▶ **REQUIRED TASK A**
From the records, copy every line starting at the line that contains "Q: For the man's" and ending at the last line of the records, requests included. Add 87 to every coordinate value in the answers, and leave the requests and their format samples unchanged.

▶ **SOURCE TEXT**
Rep. Dave Clark, R-Santa Clara, says tightening up lawmakers' own health-care retirement benefits is only fair, considering what the Legislature had to do to state workers in the 2005 general session. He'll introduce a bill in the 2006 Legislature to do away with health-care retirement benefits for legislators and governors.

"Sounds like this is Dave Clark's own (legislative) term limits bill," said Senate Minority Leader Mike Dmitrich, D-Price.

At 68, Dmitrich said, "I'd seriously have to consider retiring" from the Legislature in order to continue getting health-care benefits in the future.

Clark's HB213, passed last session, changed the formula by which soon-to-retire state employees can convert their unused sick leave into post-retirement health-care premiums paid for by the state.

State retirement board officials say HB213 could cut from 10 years to two years the time in which a longtime employee's health-care premiums would be paid for by the state — the employee having to pay those premiums after his or her sick leave conversion time runs out.

In 1998 the Legislature voted to pay the health-care premiums for retired legislators for the lifetime of the legislator and for the lifetime of his or her spouse. Any minor children of a retired legislator are covered until they reach 18. So that current legislative benefit is even more generous than what had been provided to state employees.

For fiscal year 2004-05, the state paid for 28 retired legislative health-care plans costing $120,231, the Deseret Morning News reported this spring.

The state had to cut future state employee health-care benefits, HB213 supporters said, because rising health-care costs could mean the state would have to pick up more than half a billion dollars in future retirees' health-care benefits, an amount that would "break the taxpayer bank."

HB213 gave state employees a year grace period under the old retirement formula, and it appears that a number of veteran state workers will be retiring — many of them taking early retirement — before January 2006.

Clark says his bill, should it pass, will give the same one-year grace period to legislators — they can leave before January 2007 and get health insurance for life for themselves and their spouses.

"That would be a big financial hit" to have to pick up his own health insurance payments when he finally leaves office, said Dmitrich, who was first elected to the part-time Legislature in 1968.

▶ **INPUT ROWS**
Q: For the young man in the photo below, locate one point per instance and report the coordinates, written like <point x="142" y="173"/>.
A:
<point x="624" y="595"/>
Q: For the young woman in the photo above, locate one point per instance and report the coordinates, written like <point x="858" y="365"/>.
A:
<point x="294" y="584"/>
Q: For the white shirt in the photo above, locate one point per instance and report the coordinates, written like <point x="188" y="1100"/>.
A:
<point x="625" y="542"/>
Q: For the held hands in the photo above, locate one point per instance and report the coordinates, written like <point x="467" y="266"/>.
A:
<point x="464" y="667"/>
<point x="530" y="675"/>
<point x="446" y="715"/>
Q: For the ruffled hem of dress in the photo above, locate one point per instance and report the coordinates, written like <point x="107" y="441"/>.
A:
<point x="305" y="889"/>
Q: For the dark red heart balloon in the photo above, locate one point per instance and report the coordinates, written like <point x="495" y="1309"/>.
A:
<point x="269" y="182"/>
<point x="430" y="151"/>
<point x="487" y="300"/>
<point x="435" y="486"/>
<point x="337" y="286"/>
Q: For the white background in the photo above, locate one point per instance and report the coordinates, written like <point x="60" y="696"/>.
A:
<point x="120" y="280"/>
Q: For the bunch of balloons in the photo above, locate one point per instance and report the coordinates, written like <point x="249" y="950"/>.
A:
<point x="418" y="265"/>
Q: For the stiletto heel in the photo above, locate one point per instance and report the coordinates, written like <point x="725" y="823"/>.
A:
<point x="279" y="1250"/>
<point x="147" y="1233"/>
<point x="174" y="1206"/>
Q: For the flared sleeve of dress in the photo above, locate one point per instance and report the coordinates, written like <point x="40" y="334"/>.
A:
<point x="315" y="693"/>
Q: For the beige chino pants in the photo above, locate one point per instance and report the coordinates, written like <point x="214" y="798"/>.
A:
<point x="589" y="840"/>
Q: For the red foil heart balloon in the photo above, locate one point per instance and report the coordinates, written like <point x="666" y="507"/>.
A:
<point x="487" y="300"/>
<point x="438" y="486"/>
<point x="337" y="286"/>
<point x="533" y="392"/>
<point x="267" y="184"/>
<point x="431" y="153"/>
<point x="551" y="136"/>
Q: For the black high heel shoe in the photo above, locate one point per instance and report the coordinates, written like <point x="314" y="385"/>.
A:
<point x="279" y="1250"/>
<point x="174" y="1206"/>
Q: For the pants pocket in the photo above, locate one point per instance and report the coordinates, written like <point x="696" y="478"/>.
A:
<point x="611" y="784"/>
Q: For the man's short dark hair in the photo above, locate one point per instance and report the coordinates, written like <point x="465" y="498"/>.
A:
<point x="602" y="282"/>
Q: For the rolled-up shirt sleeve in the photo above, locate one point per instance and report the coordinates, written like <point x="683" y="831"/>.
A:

▶ **REQUIRED TASK B**
Answer from the article on legislators' health-care retirement benefits:
(i) In what year did the Legislature vote to pay health-care premiums for retired legislators for life?
(ii) For fiscal year 2004-05, how many retired legislative health-care plans did the state pay for?
(iii) In what year was Dmitrich first elected to the Legislature?

▶ **EXPECTED ANSWER A**
Q: For the man's short dark hair in the photo above, locate one point per instance and report the coordinates, written like <point x="465" y="498"/>.
A:
<point x="689" y="369"/>
Q: For the rolled-up shirt sleeve in the photo above, locate one point per instance and report the coordinates, written like <point x="683" y="831"/>.
A:

▶ **EXPECTED ANSWER B**
(i) 1998
(ii) 28
(iii) 1968